§ **WRITTEN EXERCISE**
The lines to be copied run from the one containing "the blue sky" to the end of the material below; reproduce them exactly, including both ends, and nothing more.

§ **DATASET CONTENT**
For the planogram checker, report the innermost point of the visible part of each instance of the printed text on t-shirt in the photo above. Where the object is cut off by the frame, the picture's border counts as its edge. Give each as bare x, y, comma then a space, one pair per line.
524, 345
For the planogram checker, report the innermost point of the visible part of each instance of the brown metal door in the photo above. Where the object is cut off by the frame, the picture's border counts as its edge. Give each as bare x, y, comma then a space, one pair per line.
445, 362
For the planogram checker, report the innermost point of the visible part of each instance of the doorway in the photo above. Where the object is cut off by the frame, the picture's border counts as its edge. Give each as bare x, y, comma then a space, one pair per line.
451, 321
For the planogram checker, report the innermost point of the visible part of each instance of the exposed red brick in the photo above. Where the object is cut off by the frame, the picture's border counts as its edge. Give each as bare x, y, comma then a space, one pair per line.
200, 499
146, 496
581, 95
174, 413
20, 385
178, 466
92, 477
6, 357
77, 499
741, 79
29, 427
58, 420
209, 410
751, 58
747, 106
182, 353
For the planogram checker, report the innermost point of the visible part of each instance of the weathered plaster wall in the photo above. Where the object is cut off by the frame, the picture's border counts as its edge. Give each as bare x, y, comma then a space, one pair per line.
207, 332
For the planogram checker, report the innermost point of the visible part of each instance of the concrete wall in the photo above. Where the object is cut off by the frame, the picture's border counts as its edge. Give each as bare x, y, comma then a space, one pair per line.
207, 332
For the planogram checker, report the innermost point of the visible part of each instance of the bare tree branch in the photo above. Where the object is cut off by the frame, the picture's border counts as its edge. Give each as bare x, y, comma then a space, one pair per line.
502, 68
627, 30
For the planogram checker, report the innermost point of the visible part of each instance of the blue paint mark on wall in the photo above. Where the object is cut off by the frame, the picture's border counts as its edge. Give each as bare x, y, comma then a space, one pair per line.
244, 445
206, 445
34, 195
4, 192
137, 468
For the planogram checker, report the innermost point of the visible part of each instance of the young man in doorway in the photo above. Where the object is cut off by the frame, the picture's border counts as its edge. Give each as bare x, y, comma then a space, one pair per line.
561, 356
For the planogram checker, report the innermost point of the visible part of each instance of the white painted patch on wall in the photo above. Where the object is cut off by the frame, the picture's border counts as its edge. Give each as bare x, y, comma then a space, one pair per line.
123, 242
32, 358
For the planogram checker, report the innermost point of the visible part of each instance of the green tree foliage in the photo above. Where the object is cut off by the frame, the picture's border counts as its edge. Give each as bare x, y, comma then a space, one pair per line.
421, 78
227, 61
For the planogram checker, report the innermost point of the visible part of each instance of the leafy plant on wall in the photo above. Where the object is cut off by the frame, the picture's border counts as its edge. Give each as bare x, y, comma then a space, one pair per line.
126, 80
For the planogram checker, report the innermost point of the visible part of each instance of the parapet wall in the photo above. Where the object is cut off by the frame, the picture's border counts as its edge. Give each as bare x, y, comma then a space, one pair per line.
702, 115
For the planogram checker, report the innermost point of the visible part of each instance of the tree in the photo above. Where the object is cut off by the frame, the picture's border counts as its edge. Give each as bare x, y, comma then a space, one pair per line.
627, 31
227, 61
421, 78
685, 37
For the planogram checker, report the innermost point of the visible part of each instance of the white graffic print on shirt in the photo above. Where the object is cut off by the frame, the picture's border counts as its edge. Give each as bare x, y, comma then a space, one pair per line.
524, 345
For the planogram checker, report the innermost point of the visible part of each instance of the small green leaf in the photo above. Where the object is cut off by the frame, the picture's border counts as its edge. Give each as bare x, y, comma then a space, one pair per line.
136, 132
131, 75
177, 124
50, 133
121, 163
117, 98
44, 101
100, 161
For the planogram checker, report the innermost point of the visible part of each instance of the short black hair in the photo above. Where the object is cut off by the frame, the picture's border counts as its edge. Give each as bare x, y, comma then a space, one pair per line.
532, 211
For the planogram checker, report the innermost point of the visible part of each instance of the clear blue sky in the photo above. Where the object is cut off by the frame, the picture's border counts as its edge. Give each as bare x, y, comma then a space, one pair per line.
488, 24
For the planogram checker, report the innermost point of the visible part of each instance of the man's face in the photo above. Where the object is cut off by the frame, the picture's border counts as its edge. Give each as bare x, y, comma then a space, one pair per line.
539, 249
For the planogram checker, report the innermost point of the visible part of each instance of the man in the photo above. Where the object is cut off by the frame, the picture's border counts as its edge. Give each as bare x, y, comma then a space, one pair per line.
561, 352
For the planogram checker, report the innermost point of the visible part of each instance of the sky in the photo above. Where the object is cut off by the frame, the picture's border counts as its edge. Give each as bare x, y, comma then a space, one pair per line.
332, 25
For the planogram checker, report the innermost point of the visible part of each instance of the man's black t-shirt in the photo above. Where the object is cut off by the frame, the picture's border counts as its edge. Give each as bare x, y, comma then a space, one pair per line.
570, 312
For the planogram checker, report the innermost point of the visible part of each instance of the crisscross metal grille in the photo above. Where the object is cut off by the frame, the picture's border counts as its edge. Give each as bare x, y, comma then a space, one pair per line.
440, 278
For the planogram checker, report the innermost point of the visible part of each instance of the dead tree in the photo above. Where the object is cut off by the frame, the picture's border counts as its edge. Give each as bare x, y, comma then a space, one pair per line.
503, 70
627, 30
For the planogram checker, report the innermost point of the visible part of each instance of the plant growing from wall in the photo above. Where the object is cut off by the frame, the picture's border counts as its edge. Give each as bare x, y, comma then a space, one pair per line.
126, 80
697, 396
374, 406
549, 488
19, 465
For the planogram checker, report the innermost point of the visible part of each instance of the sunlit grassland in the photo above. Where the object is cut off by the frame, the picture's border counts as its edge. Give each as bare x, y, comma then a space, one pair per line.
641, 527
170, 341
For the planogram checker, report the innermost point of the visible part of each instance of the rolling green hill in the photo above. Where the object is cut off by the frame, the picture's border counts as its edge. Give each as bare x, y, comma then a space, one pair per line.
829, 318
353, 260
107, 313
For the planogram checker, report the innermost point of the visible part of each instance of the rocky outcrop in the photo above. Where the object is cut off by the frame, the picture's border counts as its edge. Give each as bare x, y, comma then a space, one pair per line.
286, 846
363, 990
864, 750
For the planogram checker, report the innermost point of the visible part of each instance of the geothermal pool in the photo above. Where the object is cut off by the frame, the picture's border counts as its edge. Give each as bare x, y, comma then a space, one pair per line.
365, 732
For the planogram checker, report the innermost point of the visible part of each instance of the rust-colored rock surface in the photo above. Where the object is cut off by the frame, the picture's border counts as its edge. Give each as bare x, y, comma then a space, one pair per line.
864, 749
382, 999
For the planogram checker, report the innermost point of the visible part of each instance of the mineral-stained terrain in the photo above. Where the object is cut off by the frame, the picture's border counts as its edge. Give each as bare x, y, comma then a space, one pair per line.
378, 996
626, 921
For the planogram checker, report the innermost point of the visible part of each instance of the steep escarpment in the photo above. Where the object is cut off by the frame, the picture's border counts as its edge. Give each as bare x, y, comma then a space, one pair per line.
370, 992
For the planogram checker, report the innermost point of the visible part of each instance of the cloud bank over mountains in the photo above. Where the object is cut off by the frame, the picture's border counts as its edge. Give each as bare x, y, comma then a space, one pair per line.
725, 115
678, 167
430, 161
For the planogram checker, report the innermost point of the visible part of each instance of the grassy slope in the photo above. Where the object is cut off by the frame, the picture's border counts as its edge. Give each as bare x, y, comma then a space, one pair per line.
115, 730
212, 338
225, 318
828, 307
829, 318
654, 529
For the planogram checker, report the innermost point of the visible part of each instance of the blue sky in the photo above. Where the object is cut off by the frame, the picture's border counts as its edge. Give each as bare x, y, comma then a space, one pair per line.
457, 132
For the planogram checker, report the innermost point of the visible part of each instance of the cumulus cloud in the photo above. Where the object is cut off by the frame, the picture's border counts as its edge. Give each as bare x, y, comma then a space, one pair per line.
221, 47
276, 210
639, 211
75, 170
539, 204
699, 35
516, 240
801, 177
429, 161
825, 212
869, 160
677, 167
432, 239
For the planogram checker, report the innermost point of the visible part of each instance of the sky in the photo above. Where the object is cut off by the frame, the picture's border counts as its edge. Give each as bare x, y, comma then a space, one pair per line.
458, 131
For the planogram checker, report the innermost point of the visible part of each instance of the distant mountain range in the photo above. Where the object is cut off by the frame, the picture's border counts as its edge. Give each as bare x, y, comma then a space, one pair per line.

§ **ANSWER FOR THE TASK**
For the planogram checker, report the innermost point of the visible part of each instance of the blue sky in the photo above. Where the object is cut off by the frame, the picture's border counts as its edge. Give each as bare x, y, comma then a space, one pair per line.
457, 132
For the planogram checker, report the innermost point of the visible part of each instance of the cumulus cloud in the photo above. Where the object is cut off by the frame, the picture's border counts as its edge. Give each as bare x, y, comma then a space, one pair per line.
221, 47
276, 210
639, 211
75, 170
539, 204
699, 35
516, 240
801, 177
429, 161
825, 212
869, 160
677, 167
432, 239
For the planogram checker, report the innermost point of the visible part of each instance of the sky in the photo above. Where the object is cut off by the frame, the picture's border counts as its edge. Give each as bare x, y, comma then a space, one pair per line.
458, 131
For the planogram checker, report the innermost point of the visible part of each instance of the distant mountain range in the photo above. Where the object is cut off by the frame, the picture's border counts as its edge. Give each as bare x, y, comma then a space, one pair per line.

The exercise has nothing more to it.